* _TEXTAUSZUG_:
┄┄┄┄┄┄

Nur wenige schickten ihre Kinder nicht
Ratlos ist man bei der GEW auch angesichts des Kommunikationschaos und eines „desaströsen Krisenmanagements“ seitens der Bildungsverwaltung. Bei der Gesamtpersonalratssitzung am Montagvormittag sei noch keine Rede davon gewesen. Auch der Reinickendorfer Amtsarzt Patrick Larscheid sprach am Montag von einer „entsetzlichen Dummheit“ und einer „einsamen Entscheidung“ von Bildungssenatorin Busse. Er kritisierte die Aufhebung der Präsenzpflicht scharf: Die soziale Spaltung der Kinder werde sich verschärfen. Busse sagte dazu in der Pressekonferenz nach der Senatssitzung, dass sie den Kritikern ihre Wortwahl nachsehen würde.

┄┄┄┄┄┄

* _AUFGABE_:
Stimmen die folgenden Aussagen mit dem Textauszug zur Präsenzpflicht überein? Beantworten Sie jede mit Ja oder Nein und zitieren Sie die entscheidenden Worte des Textauszugs wörtlich. (a) Patrick Larscheid ist Amtsarzt in Reinickendorf. (b) Larscheid begrüßte die Aufhebung der Präsenzpflicht. (c) Busse äußerte sich in einer Pressekonferenz nach der Senatssitzung.

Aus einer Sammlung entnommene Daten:

┄┄┄┄┄┄

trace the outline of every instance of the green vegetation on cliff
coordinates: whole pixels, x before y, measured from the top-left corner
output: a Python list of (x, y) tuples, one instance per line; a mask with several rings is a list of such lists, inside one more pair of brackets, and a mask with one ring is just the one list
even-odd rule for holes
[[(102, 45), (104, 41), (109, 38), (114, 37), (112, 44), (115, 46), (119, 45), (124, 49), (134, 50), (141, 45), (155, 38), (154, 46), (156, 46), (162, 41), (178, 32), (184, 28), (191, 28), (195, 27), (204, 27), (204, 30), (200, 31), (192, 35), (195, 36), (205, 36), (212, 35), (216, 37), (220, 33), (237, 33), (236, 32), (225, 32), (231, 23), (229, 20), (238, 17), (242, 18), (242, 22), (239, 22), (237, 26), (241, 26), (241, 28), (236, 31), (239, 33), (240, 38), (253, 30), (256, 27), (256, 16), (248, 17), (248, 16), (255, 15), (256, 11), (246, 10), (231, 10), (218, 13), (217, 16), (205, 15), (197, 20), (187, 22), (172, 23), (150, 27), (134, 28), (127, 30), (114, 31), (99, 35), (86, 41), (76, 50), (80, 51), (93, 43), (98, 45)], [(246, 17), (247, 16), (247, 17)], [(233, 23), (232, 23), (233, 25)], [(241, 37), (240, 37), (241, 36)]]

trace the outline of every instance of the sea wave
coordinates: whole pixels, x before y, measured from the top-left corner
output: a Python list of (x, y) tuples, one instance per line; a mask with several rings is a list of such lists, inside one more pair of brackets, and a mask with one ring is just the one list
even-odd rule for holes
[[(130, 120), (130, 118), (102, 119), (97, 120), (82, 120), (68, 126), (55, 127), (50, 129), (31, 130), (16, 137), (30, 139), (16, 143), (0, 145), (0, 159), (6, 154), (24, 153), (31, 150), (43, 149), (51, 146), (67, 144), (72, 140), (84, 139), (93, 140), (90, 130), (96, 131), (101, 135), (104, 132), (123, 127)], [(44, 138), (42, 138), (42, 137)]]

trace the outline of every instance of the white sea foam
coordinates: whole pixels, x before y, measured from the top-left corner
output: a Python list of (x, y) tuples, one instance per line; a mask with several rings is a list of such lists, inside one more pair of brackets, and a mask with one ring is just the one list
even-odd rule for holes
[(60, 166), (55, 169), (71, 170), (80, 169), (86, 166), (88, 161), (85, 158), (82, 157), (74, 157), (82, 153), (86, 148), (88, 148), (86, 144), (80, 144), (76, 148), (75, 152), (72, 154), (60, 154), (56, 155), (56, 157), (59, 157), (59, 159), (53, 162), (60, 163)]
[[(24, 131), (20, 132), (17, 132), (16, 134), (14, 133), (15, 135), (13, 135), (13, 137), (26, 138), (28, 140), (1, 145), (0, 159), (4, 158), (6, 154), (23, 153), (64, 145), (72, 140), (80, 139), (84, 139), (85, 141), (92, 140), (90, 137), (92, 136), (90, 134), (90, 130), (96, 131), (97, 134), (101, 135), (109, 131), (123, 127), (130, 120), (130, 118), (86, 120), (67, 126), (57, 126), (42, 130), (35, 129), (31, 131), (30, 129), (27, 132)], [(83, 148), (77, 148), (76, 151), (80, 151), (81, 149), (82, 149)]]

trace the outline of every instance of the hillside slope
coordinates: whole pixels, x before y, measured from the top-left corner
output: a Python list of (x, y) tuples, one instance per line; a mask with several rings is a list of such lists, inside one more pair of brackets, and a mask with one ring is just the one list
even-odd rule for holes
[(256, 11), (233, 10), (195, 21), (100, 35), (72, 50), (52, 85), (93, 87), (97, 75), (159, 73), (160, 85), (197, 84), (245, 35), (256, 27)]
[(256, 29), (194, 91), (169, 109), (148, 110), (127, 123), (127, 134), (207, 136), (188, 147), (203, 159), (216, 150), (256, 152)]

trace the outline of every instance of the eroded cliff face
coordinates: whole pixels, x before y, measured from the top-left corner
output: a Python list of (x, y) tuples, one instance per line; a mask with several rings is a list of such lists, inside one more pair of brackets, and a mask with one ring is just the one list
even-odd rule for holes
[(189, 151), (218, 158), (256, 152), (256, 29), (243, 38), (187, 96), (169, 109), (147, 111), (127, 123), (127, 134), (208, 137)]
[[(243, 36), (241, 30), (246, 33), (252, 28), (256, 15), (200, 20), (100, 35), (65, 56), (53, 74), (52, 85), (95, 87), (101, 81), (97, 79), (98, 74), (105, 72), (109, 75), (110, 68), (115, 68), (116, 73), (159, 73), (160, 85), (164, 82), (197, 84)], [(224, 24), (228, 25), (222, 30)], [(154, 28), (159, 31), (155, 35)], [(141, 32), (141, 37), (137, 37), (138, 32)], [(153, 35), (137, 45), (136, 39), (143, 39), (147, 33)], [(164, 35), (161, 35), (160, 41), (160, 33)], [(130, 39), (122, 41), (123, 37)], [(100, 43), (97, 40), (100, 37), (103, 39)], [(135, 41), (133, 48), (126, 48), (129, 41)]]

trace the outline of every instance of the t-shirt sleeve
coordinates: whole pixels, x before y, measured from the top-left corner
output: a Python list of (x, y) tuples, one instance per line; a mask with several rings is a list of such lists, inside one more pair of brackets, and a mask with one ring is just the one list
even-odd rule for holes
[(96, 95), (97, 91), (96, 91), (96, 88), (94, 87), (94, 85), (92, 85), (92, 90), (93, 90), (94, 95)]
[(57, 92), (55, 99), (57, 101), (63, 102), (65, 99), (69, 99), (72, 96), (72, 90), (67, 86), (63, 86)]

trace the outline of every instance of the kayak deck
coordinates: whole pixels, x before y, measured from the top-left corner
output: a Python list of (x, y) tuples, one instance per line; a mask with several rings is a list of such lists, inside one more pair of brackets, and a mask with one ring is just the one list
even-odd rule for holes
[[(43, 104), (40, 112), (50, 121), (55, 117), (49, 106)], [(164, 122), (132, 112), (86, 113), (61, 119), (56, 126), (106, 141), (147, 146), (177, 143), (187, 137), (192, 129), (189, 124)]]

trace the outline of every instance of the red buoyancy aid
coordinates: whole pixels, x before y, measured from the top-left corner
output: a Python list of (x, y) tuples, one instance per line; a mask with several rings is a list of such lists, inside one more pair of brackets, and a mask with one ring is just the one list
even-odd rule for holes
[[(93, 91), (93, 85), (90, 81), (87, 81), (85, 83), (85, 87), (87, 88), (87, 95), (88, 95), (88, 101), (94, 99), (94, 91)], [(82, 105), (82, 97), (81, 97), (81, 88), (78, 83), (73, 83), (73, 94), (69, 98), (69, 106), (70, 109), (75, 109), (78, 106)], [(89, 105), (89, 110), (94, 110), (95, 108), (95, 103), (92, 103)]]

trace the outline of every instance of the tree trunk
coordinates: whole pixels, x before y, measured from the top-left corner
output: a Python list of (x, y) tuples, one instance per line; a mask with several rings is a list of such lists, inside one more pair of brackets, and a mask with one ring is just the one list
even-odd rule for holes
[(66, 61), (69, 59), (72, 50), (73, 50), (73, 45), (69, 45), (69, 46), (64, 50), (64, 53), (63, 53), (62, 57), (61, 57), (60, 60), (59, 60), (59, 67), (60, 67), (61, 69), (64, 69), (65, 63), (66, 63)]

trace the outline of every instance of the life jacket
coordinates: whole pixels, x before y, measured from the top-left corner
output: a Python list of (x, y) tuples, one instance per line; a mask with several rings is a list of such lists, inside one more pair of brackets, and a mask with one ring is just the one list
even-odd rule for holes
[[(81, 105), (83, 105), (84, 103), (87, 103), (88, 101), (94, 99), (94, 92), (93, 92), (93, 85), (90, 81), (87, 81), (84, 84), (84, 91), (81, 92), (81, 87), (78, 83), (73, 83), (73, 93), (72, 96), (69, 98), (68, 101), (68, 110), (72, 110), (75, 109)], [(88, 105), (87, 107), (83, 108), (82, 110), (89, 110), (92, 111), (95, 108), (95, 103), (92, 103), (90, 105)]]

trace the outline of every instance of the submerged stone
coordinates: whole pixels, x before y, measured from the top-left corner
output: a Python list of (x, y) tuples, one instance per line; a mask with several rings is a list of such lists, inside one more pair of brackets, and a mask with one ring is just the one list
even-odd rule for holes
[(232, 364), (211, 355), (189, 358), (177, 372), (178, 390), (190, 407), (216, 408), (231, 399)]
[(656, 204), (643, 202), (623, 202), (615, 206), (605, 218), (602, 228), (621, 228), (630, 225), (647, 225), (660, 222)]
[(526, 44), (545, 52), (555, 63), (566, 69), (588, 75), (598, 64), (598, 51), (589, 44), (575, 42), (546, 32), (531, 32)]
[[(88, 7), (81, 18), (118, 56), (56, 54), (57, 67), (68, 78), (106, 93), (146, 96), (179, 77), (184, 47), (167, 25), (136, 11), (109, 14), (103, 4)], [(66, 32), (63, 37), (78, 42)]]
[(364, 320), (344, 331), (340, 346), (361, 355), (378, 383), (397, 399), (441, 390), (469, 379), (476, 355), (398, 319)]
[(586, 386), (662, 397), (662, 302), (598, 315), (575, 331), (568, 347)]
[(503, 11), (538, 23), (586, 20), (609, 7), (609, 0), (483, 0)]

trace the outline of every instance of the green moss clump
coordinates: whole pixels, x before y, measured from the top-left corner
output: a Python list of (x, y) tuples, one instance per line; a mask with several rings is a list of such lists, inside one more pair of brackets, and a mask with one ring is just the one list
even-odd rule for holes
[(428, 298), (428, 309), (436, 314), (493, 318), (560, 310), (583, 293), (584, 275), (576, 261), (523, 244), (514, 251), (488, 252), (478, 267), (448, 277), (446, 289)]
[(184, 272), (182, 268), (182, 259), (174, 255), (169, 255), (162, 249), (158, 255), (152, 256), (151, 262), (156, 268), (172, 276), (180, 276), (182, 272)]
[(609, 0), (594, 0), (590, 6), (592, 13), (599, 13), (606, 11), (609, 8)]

┄┄┄┄┄┄

* _LÖSUNG_:
(a) Ja: „der Reinickendorfer Amtsarzt Patrick Larscheid“
(b) Nein: „Er kritisierte die Aufhebung der Präsenzpflicht scharf“
(c) Ja: „Busse sagte dazu in der Pressekonferenz nach der Senatssitzung“